Retype every record below exactly as it appears.

---

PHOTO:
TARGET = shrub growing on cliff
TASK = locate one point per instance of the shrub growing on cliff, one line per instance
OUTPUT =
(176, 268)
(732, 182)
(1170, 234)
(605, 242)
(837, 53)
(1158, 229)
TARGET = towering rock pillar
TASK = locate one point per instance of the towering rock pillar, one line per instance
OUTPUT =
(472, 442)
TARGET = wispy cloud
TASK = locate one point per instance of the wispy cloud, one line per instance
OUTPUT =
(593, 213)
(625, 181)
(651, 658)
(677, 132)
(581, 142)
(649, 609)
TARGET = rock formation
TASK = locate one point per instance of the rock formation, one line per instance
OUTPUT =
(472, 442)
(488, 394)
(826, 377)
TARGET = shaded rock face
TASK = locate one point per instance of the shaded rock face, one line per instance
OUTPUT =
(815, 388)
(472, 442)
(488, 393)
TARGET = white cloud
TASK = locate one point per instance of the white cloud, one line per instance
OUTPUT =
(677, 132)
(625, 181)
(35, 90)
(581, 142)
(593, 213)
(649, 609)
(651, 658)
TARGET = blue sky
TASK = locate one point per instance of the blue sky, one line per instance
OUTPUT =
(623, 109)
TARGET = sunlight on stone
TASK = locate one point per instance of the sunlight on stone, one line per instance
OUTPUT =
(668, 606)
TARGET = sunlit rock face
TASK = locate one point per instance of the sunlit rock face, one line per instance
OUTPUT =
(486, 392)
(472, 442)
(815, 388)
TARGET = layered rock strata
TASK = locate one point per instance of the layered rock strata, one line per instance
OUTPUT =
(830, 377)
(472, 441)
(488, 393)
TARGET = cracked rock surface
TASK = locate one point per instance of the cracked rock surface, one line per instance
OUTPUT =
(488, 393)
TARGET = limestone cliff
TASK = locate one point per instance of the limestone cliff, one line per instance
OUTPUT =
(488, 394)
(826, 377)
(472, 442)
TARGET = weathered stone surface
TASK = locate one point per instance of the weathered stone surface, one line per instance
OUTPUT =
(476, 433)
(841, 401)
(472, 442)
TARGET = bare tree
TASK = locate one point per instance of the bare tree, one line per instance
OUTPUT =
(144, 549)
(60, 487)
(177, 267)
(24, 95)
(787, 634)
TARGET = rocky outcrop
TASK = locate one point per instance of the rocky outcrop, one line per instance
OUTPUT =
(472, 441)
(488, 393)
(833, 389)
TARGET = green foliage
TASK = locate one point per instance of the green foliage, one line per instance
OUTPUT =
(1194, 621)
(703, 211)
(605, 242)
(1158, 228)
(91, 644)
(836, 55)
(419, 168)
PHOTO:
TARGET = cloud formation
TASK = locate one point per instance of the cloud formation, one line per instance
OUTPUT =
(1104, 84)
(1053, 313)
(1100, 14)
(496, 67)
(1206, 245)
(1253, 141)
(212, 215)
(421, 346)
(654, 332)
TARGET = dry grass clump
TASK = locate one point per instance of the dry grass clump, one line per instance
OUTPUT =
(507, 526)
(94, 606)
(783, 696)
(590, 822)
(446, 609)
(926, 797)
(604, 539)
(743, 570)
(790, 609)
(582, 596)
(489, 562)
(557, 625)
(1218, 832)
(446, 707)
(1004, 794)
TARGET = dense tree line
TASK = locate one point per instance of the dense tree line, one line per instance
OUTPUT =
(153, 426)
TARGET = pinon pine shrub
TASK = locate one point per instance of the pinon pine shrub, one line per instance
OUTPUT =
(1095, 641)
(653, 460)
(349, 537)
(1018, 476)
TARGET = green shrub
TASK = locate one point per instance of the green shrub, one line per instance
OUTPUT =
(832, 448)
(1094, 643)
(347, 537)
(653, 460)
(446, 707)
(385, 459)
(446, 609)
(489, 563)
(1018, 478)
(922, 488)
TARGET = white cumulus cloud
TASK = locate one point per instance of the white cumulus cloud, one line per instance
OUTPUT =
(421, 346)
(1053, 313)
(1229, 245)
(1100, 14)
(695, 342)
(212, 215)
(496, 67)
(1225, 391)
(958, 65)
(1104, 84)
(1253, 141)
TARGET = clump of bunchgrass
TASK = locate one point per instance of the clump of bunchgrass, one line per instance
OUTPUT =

---

• Output below:
PHOTO:
TARGET = shrub growing on cliff
TASK = locate one point per instance of the shrub growing on cliff, one line per instance
OUTPUT =
(176, 268)
(732, 182)
(1170, 234)
(605, 242)
(837, 53)
(1158, 229)
TARGET = towering rock pillar
TASK = locate one point per instance of the towering rock pillar, one line per instance
OUTPUT =
(472, 442)
TARGET = wispy cloud
TASK = locate one point per instance of the wispy cloud, one line per instance
OUTPUT =
(593, 213)
(625, 181)
(651, 658)
(677, 132)
(581, 142)
(649, 609)
TARGET = rock formation
TASK = locate one point per instance of the rock formation, one line per instance
OUTPUT =
(472, 442)
(488, 394)
(826, 377)
TARGET = shaded rock face
TASK = locate one point per instance of the shaded rock face, one line per instance
OUTPUT =
(815, 388)
(472, 442)
(488, 393)
TARGET = white cloud
TASK = locate one point per instance of the white cloud, one line per instance
OUTPUT =
(677, 132)
(625, 181)
(35, 90)
(581, 142)
(593, 213)
(649, 609)
(651, 658)
TARGET = blue sky
TASK = locate one point per instance of the blue sky, one line per instance
OUTPUT =
(623, 109)
TARGET = sunlight on stone
TASK = locate one point per instance of the sunlight on stone, one line per instance
OUTPUT =
(668, 606)
TARGET = sunlit rock face
TASK = locate one point per instance of the sunlit rock face, one line per instance
OUTPUT =
(486, 392)
(472, 442)
(815, 388)
TARGET = layered rock strata
TASK = locate one point per instance of the layered rock strata, one line per instance
OUTPUT =
(830, 377)
(472, 441)
(488, 393)
TARGET = cracked rock surface
TASK = locate one point per instance of the cracked rock surface, one line per instance
OUTPUT =
(488, 393)
TARGET = limestone cliff
TASK = locate one point per instance of the limestone cliff, one line per instance
OUTPUT =
(488, 394)
(826, 377)
(472, 442)
TARGET = weathered stone surface
TASK = locate one point per instance of the weathered stone surface, one line per instance
OUTPUT =
(476, 433)
(841, 401)
(472, 442)
TARGET = bare tree
TASK = locate one point per instance of the bare tree, one line per instance
OUTPUT =
(144, 549)
(60, 487)
(177, 267)
(24, 95)
(787, 634)
TARGET = rocky outcrop
TASK = locate one point per instance of the rocky outcrop, one line per instance
OUTPUT =
(472, 441)
(488, 393)
(833, 389)
TARGET = green foliage
TASK = locate one point per instance of the green foliage, one line per instance
OUTPUT =
(1194, 621)
(703, 211)
(605, 242)
(1158, 228)
(91, 644)
(836, 55)
(419, 168)
PHOTO:
TARGET = cloud formation
TASK = locate one point per instance of the cloud formation, one line per instance
OUTPUT =
(1104, 84)
(1053, 313)
(1100, 14)
(496, 67)
(1206, 245)
(1253, 141)
(212, 215)
(421, 346)
(654, 332)
TARGET = dry grass clump
TASK = locate one point per instance of the dry grass clump, one line per instance
OUTPUT =
(507, 526)
(94, 606)
(783, 696)
(590, 822)
(446, 609)
(926, 797)
(604, 539)
(743, 570)
(790, 609)
(582, 596)
(489, 562)
(557, 625)
(1218, 832)
(446, 707)
(1004, 794)
TARGET = dense tree line
TASK = locate one point per instance of the dense tree line, one line per instance
OUTPUT =
(153, 426)
TARGET = pinon pine shrub
TASK = locate one point per instance of the pinon pine shrub, one line per instance
OUTPUT =
(1095, 641)
(653, 460)
(349, 537)
(1018, 476)
TARGET = green shrub
TASK = locate one point per instance of the green shrub, one line per instance
OUTPUT =
(832, 448)
(1094, 643)
(347, 537)
(653, 460)
(446, 707)
(385, 459)
(446, 609)
(489, 563)
(1018, 478)
(922, 488)
TARGET = white cumulus cloud
TASK = locate one point per instance of the white cumulus cloud, one line per instance
OUTPUT =
(421, 346)
(1053, 313)
(1229, 245)
(1100, 14)
(695, 342)
(212, 215)
(496, 67)
(1225, 391)
(958, 65)
(1104, 84)
(1253, 141)
TARGET = clump of bunchgrass
TASK = locate one point per instance of the clump of bunchgrass, one line per instance
OUTPUT =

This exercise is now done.